■ Aim of the task: Nothing may be left out or changed. Print every entry.

(Point-per-instance localization data)
+---+
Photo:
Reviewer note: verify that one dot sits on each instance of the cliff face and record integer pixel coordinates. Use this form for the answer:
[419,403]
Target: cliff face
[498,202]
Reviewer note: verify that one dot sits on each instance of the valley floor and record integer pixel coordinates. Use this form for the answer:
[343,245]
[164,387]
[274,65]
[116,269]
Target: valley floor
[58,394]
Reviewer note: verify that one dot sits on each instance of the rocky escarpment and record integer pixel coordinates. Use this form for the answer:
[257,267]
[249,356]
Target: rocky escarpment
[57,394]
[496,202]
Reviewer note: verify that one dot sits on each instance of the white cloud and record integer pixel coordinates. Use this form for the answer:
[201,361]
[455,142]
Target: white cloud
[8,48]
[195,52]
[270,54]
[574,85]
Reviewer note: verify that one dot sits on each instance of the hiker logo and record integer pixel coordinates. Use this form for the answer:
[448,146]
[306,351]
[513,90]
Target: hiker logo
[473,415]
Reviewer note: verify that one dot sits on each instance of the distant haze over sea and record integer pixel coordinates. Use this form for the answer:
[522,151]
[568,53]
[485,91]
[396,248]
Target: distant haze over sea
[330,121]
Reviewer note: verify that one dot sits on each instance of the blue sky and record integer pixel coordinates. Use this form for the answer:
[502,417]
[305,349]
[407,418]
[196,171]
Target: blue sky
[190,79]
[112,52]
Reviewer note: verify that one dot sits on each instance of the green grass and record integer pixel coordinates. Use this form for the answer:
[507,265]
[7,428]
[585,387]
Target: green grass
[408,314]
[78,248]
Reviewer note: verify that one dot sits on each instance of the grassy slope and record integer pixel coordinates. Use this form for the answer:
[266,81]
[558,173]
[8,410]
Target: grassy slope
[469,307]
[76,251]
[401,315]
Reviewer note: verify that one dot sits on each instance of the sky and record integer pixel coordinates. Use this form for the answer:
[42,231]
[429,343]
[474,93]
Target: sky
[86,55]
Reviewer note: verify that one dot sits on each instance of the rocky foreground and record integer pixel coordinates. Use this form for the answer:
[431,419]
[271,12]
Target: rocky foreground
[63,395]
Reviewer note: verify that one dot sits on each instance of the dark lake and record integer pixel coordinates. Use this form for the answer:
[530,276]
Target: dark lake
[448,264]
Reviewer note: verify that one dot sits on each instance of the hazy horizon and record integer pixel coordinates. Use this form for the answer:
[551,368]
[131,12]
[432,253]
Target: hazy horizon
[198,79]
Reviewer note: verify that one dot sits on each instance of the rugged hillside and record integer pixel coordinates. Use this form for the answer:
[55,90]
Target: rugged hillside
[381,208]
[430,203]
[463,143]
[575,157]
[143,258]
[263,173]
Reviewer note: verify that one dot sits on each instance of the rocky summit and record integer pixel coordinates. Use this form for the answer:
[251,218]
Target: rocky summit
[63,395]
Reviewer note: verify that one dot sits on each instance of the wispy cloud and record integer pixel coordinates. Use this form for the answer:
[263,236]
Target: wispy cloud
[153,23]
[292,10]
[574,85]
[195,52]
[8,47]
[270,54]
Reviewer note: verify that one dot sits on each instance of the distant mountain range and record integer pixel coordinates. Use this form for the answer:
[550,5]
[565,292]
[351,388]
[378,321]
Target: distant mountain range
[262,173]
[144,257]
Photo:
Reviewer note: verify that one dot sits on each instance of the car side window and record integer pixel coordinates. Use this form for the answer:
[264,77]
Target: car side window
+---+
■ Task response:
Photo:
Reviewer note: verify that one dot sits on each instance of the cliff face and record integer pixel coordinates. Use this form for the answer:
[419,403]
Target: cliff face
[498,202]
Reviewer note: verify that one dot sits on each instance of the valley floor and record integer pixel coordinates. Use this form for the answer:
[343,245]
[164,387]
[274,65]
[116,269]
Target: valley floor
[58,394]
Reviewer note: verify that one dot sits on each instance of the rocky escarpment and record integer pixel coordinates. Use this form for the answer:
[257,267]
[249,356]
Target: rocky escarpment
[57,394]
[496,202]
Reviewer note: verify that one dot sits on each instance of the white cloud and record integer pixel coordinates. Use this form for the answer:
[201,361]
[455,142]
Target: white cloud
[8,48]
[195,52]
[270,54]
[574,85]
Reviewer note: verify that one dot sits on each instance of the hiker logo and record integer pixel coordinates. Use this form for the answer:
[448,146]
[306,351]
[513,90]
Target: hiker logo
[473,415]
Reviewer note: verify that one dot sits on each instance of the distant haze over sea and record integer pixel coordinates. Use this form for the answer:
[522,151]
[568,53]
[485,91]
[396,248]
Target: distant haze over sea
[330,121]
Reviewer note: verify that one dot sits on each instance of the blue sky and record integer pixel coordinates. Use this form for the answer:
[502,417]
[305,349]
[407,418]
[196,171]
Target: blue sky
[190,79]
[112,52]
Reviewer note: verify that one dot sits on each instance of the green grass and record integer pixel coordinates. Use this form for the answer:
[507,265]
[7,428]
[585,387]
Target: green grass
[408,314]
[78,248]
Reviewer note: verify that one dot sits on each instance of the grassy slope and record integer pixel coordinates. Use this form for the answer:
[266,81]
[558,173]
[8,410]
Target: grassy slope
[469,307]
[76,251]
[401,315]
Reviewer note: verify that one dot sits on each instance of the sky and record integer pixel coordinates. Use this form for the answer:
[42,231]
[429,343]
[474,93]
Target: sky
[86,55]
Reviewer note: verify that one dot sits on each instance of the rocky foreground and record integer pixel coordinates. Use this form for the answer:
[431,419]
[271,12]
Target: rocky foreground
[63,395]
Reviewer note: verify that one dot sits on each instance of the dark lake and record integer pixel coordinates. Use this form for the answer:
[530,276]
Target: dark lake
[448,264]
Reviewer note: verify that one dot sits on each instance of the hazy horizon and record integer pixel coordinates. Use this form for the answer:
[551,368]
[131,12]
[432,253]
Target: hazy horizon
[198,79]
Reviewer note: verify that one dot sits on each instance of the rugged hillside and record integer pixel coordinates. Use this form for the answer:
[55,90]
Target: rugged hillside
[381,208]
[430,203]
[463,143]
[575,157]
[143,258]
[263,173]
Reviewer note: verify that one dot sits on each instance of the rocky summit and record integer pixel coordinates. Use this form for the answer:
[251,218]
Target: rocky summit
[63,395]
Reviewer note: verify that one dot sits on each instance of the wispy cloud and record integer pixel coordinates. Use this form for the answer:
[263,236]
Target: wispy cloud
[153,23]
[292,10]
[574,85]
[195,52]
[8,47]
[270,54]
Reviewer note: verify that one dot sits on each instance of the distant mountain range and record integer pixel coordinates. Use this form for the answer:
[550,5]
[565,292]
[351,388]
[378,321]
Target: distant mountain range
[262,173]
[144,257]
Photo:
Reviewer note: verify that one dot sits on each instance of the car side window and record integer pixel coordinates. Use this form for the answer:
[264,77]
Target: car side window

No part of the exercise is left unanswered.